Task requirements:
**a.** According to the biography of Mohammad Abdul Jalil, from which institution did he pass the matriculation examination, and in what year?
**b.** List every entry under the "Religious life" heading in the biography of Mohammad Abdul Jalil, with its label.
**c.** Extend the biography of Mohammad Abdul Jalil, picking up after its final sentence.

Document section:
_ _ _
Personal details
- Born: 9 February 1942 Wazirpur, Backergunge District, Bengal
- Died: 19 November 1989 (aged 47) Islamabad, Pakistan
- Party: Jatiyo Samajtantrik Dal (Jasod)
- Profession: Military officer, politician
- Awards: Independence Award (2026)

Military service
- Allegiance: Pakistan Bangladesh
- Branch/service: Bangladesh Army Pakistan Army (before 1971)
- Years of service: 1962-1972
- Rank: Major
- Commands: Commander of Sector IX;
- Battles/wars: Indo-Pakistani War of 1965 Bangladesh Liberation War

Religious life
- Religion: Islam
- Denomination: Sunni
- Jurisprudence: Hanafi
- Tariqa: Chishti
- Movement: Deobandi

Muslim leader
- Disciple of: Muhammadullah Hafezzi
- Influenced by Syed Muhammad Ishaq Alauddin Sabir Kaliyari Moinuddin Chishti;

= Mohammad Abdul Jalil =

Bangladeshi military leader (1942–1989)

Mohammad Abdul Jalil (মোহম্মদ আব্দুল জলীল; 9 February 1942 – 19 November 1989) was a freedom fighter and Mukti Bahini Sector Commander of Sector 9 during the 1971 Bangladesh Liberation War. He was one of the founding members of the political party Jatiyo Samajtantrik Dal. In 2026, he was posthumously awarded Independence Award, the highest civilian honour of Bangladesh.

==Early years==
Mohammad Abdul Jalil was born on 9 February 1942 at his maternal home in Wazirpur Sadar, Backergunge District. He was the son of SME businessman Janab Ali and homemaker Rabeya Khatun. He passed the matriculation examination from Wazirpur WB Union Institution in 1959 and the Intermediate of Arts examination from Murray Young Cadet Institution.
_ _ _
Referring expression data:
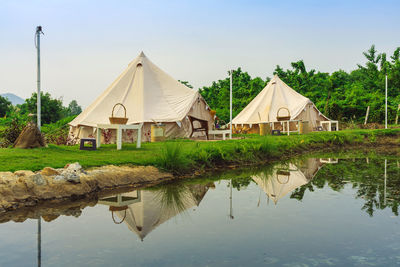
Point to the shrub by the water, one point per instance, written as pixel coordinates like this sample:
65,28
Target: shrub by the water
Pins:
172,158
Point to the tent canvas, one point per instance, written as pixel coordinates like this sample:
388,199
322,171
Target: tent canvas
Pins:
149,95
264,107
144,216
285,179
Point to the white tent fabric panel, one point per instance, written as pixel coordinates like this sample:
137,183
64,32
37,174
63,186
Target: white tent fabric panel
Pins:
264,107
148,93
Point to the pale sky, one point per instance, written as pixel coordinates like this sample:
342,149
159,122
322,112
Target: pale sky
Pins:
87,44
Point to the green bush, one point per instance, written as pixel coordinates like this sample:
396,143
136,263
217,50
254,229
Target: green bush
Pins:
173,159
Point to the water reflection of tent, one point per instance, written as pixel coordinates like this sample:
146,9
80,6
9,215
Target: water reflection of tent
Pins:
157,206
286,178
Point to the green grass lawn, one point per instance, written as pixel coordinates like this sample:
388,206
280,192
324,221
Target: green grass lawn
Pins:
184,154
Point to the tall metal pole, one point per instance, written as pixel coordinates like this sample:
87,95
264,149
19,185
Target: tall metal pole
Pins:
38,104
384,186
386,101
230,105
39,243
230,202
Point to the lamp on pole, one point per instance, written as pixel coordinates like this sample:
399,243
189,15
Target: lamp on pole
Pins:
37,44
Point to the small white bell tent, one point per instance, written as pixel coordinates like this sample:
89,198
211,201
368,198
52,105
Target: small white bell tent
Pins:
275,96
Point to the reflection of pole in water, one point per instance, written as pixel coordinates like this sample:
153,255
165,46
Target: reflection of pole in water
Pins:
230,200
39,244
384,189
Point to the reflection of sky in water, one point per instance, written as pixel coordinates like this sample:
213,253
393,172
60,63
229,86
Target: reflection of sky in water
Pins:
324,228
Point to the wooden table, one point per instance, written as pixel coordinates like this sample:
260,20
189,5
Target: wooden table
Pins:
119,128
223,132
329,123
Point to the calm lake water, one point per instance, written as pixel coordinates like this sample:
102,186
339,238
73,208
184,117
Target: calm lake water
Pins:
310,212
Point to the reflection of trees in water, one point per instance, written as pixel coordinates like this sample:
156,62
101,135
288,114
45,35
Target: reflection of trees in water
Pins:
367,179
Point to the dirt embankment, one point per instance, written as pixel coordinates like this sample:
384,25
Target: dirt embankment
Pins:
27,189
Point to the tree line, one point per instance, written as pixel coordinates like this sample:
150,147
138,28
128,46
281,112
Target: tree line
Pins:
52,109
340,95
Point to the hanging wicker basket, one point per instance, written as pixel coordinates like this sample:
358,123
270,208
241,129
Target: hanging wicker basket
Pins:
284,174
283,118
118,120
113,209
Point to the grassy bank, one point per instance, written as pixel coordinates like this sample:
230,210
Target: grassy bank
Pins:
184,155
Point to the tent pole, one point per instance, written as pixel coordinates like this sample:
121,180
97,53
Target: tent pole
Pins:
38,104
230,105
386,101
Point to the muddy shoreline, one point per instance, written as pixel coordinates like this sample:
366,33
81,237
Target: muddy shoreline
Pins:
24,196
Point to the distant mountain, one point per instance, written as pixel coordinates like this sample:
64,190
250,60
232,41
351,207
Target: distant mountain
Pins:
14,99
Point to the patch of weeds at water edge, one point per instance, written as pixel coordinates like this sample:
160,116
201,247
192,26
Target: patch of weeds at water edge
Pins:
172,158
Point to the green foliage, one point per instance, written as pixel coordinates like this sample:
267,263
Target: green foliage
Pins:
182,155
57,133
244,89
340,95
172,158
186,83
5,106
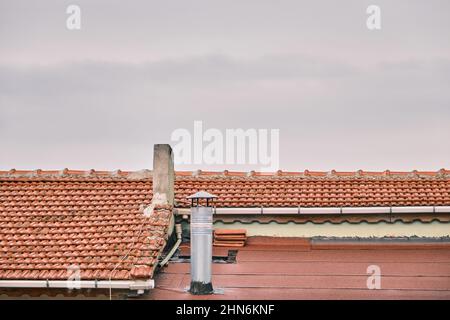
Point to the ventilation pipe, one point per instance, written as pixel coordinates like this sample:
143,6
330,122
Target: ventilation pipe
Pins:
201,243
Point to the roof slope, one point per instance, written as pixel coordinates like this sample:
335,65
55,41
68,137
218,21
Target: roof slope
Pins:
97,226
320,189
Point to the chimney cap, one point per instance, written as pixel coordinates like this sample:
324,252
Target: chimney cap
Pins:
202,195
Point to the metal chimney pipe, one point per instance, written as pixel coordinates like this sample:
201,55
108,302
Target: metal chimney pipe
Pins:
201,244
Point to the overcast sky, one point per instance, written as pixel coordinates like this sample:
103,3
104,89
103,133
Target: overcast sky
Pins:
343,97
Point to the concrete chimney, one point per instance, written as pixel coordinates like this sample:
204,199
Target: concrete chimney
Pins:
163,174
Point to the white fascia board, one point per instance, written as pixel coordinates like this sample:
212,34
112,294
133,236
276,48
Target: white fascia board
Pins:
320,210
238,211
412,209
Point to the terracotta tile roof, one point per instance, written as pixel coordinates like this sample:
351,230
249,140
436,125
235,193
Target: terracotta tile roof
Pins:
47,226
50,220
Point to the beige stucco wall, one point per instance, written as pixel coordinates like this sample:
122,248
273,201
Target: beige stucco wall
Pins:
381,229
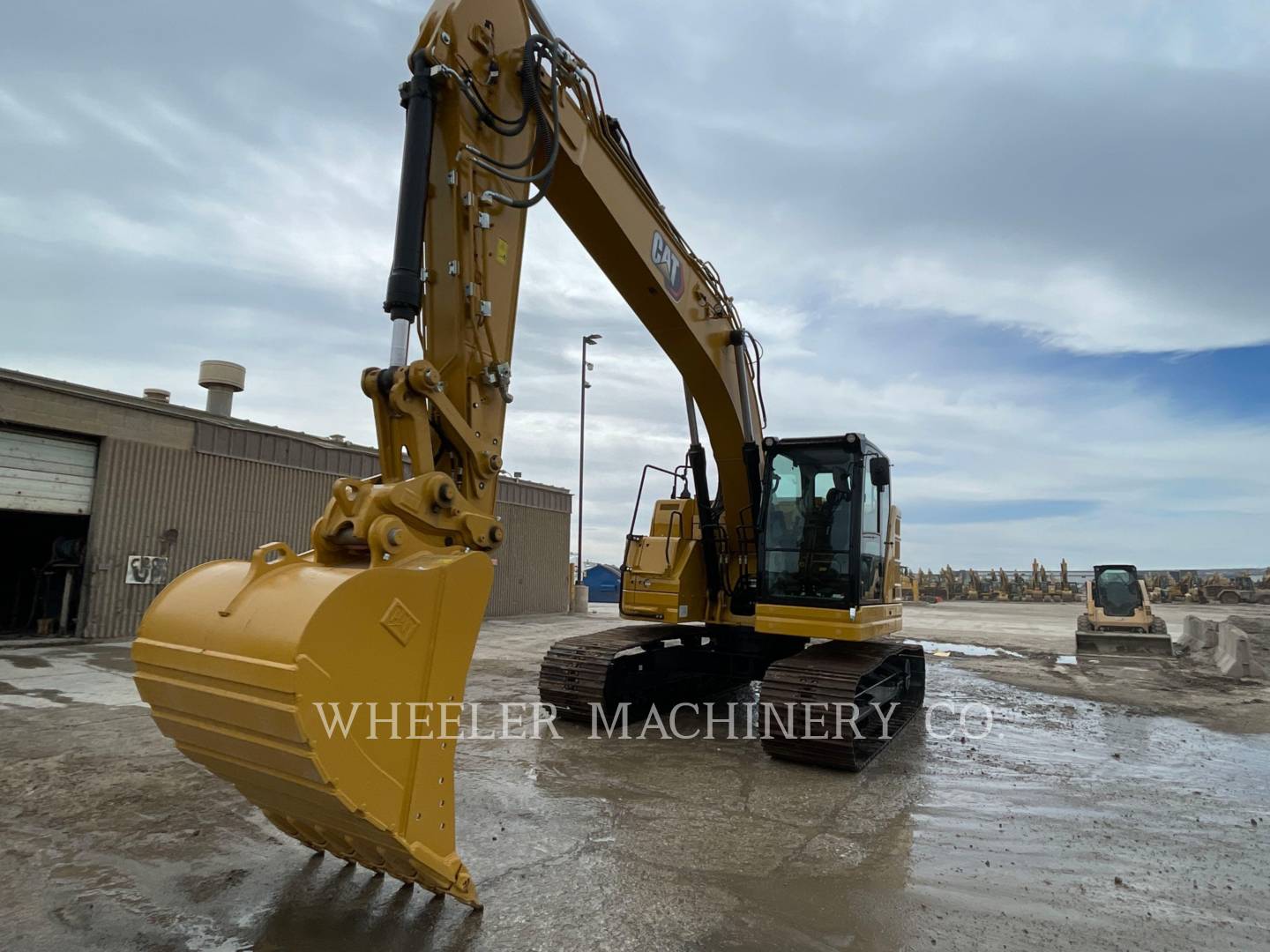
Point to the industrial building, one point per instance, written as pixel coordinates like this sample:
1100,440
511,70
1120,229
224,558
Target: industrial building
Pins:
106,496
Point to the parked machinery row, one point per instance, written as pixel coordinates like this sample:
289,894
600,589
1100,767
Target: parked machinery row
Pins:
1206,589
952,584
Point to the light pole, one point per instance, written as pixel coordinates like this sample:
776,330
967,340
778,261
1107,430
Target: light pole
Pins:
587,340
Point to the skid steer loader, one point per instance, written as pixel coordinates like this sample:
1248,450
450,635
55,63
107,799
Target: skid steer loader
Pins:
1117,619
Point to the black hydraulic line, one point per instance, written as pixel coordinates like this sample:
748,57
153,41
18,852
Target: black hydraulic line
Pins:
750,453
406,286
706,514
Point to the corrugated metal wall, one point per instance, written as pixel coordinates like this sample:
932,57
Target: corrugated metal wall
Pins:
221,507
533,574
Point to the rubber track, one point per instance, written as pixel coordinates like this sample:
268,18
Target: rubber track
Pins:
830,674
576,671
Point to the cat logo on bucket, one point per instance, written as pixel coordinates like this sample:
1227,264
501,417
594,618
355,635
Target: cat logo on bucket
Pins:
669,264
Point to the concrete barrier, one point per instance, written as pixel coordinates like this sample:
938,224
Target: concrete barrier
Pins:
1198,634
1233,655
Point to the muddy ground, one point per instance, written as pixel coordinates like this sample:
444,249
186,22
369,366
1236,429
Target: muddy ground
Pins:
1110,807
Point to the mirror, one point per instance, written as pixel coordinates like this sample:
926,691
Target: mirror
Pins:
879,471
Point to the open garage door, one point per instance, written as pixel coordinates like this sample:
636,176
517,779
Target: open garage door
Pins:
46,495
41,473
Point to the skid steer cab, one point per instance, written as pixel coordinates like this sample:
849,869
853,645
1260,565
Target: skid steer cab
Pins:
1117,619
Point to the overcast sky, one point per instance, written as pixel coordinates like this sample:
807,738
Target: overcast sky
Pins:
1021,247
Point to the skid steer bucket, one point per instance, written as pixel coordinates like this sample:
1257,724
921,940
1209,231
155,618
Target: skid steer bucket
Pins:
1125,643
256,668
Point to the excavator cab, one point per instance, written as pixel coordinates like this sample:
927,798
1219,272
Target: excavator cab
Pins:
820,533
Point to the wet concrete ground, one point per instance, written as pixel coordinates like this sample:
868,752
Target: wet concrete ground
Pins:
1077,822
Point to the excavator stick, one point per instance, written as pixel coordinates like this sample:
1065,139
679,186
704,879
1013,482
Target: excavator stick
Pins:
251,668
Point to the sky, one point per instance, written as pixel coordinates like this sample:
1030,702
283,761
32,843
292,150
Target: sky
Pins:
1022,247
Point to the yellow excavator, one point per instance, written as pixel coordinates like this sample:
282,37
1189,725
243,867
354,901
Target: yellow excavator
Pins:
242,661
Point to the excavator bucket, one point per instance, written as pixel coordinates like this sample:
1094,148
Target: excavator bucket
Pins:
318,691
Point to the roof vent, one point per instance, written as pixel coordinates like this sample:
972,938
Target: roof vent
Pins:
222,380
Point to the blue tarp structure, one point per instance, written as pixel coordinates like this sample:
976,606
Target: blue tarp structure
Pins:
603,583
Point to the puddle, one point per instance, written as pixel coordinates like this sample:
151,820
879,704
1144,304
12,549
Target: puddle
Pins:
943,649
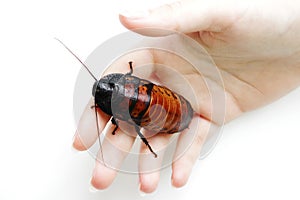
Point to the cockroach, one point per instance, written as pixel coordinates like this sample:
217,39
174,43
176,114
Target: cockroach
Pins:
140,103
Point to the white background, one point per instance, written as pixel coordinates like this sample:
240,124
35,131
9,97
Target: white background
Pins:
256,158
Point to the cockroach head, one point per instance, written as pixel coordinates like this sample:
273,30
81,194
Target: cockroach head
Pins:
103,91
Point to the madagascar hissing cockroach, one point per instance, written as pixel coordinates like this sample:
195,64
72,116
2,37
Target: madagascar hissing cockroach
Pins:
140,103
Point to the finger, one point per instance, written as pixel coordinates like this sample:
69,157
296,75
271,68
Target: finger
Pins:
183,16
115,148
188,150
86,133
149,166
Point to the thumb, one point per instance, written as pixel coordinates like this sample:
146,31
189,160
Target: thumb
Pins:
183,16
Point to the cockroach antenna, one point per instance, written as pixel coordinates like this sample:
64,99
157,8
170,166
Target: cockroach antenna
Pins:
77,58
97,125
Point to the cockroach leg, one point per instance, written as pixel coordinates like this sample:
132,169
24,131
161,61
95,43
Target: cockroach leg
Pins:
145,141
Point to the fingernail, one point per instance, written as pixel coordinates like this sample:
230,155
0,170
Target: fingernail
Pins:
135,14
93,189
142,194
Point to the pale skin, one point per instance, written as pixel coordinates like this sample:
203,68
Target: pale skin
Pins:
255,47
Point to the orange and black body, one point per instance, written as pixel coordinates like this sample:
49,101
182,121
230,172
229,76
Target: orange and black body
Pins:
142,104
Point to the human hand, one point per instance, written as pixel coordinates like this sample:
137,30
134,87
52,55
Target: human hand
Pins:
256,53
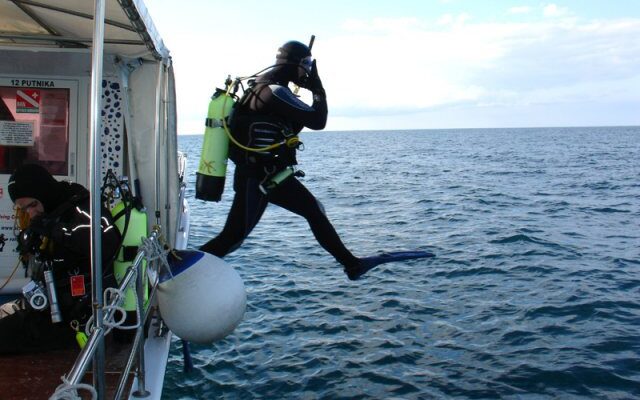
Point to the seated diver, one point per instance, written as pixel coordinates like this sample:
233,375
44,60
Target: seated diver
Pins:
55,222
269,112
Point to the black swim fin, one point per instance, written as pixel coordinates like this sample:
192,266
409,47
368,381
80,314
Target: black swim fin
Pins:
365,264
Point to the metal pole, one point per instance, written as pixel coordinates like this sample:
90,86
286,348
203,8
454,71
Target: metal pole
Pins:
159,101
94,179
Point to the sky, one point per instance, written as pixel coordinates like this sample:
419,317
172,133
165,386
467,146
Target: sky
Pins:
423,64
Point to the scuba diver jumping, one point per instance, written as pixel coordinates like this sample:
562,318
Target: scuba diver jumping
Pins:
264,125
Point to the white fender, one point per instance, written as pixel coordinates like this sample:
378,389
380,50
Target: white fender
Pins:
205,300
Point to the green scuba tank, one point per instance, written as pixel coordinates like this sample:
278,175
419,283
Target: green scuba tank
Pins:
215,147
136,230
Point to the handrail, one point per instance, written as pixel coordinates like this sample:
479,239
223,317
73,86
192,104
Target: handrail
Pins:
86,355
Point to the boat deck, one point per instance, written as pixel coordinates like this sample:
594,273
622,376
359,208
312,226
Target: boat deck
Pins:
36,376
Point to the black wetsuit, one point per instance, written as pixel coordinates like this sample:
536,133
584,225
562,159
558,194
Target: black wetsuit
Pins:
269,113
28,330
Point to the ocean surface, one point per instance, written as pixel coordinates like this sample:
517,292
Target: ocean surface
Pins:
534,292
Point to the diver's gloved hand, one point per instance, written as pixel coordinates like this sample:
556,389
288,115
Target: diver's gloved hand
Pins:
314,84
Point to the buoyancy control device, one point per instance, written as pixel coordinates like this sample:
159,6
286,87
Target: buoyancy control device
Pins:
215,148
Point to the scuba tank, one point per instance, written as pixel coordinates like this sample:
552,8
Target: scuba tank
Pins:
133,230
215,148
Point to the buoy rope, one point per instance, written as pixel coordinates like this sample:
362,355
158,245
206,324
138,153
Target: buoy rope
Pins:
67,391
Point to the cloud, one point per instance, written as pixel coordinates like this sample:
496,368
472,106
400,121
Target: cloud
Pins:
409,66
553,11
520,10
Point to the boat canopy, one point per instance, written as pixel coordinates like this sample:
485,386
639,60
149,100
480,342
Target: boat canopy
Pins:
129,30
49,42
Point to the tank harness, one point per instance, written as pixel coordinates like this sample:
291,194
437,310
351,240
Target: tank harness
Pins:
211,173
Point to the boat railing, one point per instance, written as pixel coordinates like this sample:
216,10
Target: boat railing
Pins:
152,251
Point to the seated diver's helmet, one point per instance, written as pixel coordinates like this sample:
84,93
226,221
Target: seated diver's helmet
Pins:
297,58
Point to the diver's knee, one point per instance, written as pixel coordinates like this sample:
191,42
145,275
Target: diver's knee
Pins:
321,207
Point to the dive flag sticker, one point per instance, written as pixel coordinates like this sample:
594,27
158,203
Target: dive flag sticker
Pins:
77,285
28,101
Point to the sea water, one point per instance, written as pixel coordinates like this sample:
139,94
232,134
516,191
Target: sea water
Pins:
534,293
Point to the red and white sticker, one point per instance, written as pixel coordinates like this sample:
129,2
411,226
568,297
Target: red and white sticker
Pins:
28,101
77,285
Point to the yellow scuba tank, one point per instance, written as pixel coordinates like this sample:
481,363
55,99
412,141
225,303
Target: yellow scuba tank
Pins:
136,230
215,148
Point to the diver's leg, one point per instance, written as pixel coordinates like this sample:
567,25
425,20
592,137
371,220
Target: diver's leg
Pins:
294,196
246,210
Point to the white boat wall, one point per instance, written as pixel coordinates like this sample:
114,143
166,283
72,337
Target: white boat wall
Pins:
48,92
45,52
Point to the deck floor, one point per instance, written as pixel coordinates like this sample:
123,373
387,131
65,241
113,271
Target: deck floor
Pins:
36,376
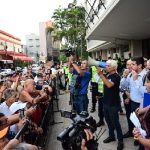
_ _ _
Answers by item:
**a.** He passed it from Wazirpur WB Union Institution in 1959.

**b.**
- Religion: Islam
- Denomination: Sunni
- Jurisprudence: Hanafi
- Tariqa: Chishti
- Movement: Deobandi

**c.**
== Career ==
Abdul Jalil joined the Pakistan army in 1962 as a cadet. He obtained his graduation and Master of Arts in history during his service in the army. Abdul Jalil was promoted to captain in 1965 and was elevated to the position of major in 1970. In February 1971, he came to Barisal on leave from his place of posting in Multan and later joined the Bangladesh Liberation War as a Sector 9 commander. Major Abdul Jalil, Captain Abdul Latif and other Bengali freedom fighters would regularly seek advice and supplications from Syed Muhammad Ishaq, the Pir of Charmonai Darbar Sharif. The Charmonai madrasas became a lodge for Bengali freedom fighters where they would stay and return from various battles. The freedom fighters were provided two large rooms to use and they were accommodated for. For the entirety of the nine-month war, several government officials based in Sector 9 would shelter themselves with their families at the Charmonai madrasas.

Jalil was removed from the position of Sector commander in November. He ignored it and continued to fight for the country until it achieved final independence. On December 17, he entered Khulna city in triumph with the allied forces. Brigadier Hayat Khan, the commander of the Pakistan army, surrendered at the Khulna Circuit House with 8,000 soldiers. Subsequently, following independence, he was arrested on 31 December 1971 by freedom fighter of Sector 8 on a charge of misconduct. In his memoir Arakhsmita Swadhinata‑i Paradhinata, he claimed that he was detained because he had opposed Indian troops’ post-war looting in the Khulna–Jessore region. Kamal Siddiqui, the then deputy commissioner of Khulna, later wrote that Jalil was involved in multiple abuses of power in Khulna, including kidnapping, extortion, and seizure of property. He was released on July 7, 1972.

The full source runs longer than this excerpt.